* **WHAT TO PRODUCE**
Reproduce the passage on Budget 2020 support for Te Kōhanga Reo word for word, from "Minister Kelvin Davis" up to and including "Te Kōhanga Reo.".

* **TEXT SHOWN**

= = =

Minister Kelvin Davis says his belief that tamariki deserve to speak their own language te reo Māori was why it was so important for Budget 2020 to support Te Kōhanga Reo.
The budget released yesterday included $200mil offered to Te Kōhanga Reo, a major boost since last year Te Kōhanga Reo was offered $32mil.
“When we became the government Kōhanga Reo had been languishing for 10 years without any support whatsoever from the previous Government and I sat down with the Kōhanga Reo Trust around a table in my office and said ‘I am totally committed to te reo Māori’,” says Davis.
Davis says it is wrong that Māori children are growing up without speaking te reo Māori. He says he grew up only knowing how to speak English and had to struggle to learn te reo Māori.
“They should have the right to speak their language.”
Davis says when he sat with members of the Kōhanga Reo Trust, they just wanted him to write a cheque “and basically hand it to them and walk away”.

= = =

* **INFORMATION SUPPLIED**
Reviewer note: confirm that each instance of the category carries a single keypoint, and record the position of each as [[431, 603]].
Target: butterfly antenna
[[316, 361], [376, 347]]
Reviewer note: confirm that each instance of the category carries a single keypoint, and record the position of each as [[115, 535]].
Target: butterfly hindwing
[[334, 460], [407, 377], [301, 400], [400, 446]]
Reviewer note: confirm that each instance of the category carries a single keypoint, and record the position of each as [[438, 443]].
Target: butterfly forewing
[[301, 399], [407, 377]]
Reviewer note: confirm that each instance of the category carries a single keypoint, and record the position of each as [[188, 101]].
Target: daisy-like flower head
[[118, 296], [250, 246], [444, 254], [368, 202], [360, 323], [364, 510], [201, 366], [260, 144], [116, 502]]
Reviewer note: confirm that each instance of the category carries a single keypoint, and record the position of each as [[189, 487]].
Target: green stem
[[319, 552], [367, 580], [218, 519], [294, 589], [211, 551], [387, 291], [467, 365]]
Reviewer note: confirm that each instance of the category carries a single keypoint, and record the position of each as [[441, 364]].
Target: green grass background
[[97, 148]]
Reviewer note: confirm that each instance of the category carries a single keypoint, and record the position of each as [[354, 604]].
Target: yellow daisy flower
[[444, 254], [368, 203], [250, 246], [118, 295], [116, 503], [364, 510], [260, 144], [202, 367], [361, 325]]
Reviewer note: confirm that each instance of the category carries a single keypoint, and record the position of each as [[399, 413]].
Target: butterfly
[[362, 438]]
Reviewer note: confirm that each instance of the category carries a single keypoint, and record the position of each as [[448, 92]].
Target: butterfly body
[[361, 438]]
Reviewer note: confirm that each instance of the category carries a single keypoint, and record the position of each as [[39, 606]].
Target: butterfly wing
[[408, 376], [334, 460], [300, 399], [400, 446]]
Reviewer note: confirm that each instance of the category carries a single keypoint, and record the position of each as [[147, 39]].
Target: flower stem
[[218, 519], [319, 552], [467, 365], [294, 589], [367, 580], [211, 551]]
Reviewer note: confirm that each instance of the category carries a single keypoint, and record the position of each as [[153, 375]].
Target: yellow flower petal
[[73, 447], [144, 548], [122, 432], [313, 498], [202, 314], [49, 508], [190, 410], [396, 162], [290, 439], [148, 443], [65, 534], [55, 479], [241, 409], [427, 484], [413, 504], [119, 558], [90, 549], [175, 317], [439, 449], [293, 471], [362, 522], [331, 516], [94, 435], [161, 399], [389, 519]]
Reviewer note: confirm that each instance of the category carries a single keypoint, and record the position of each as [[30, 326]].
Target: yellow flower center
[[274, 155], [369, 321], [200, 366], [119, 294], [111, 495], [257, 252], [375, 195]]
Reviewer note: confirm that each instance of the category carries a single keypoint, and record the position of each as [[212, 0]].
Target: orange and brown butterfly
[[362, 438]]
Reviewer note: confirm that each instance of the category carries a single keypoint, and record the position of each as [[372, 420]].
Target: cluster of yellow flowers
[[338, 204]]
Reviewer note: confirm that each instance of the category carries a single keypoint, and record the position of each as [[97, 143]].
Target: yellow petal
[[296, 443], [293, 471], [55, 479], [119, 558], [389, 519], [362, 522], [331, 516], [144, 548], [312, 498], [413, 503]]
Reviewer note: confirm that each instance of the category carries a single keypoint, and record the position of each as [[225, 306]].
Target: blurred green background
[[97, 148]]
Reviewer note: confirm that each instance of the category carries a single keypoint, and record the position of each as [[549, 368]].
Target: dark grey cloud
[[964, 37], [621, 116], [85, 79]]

= = =

* **RESPONSE BOX**
Minister Kelvin Davis says his belief that tamariki deserve to speak their own language te reo Māori was why it was so important for Budget 2020 to support Te Kōhanga Reo.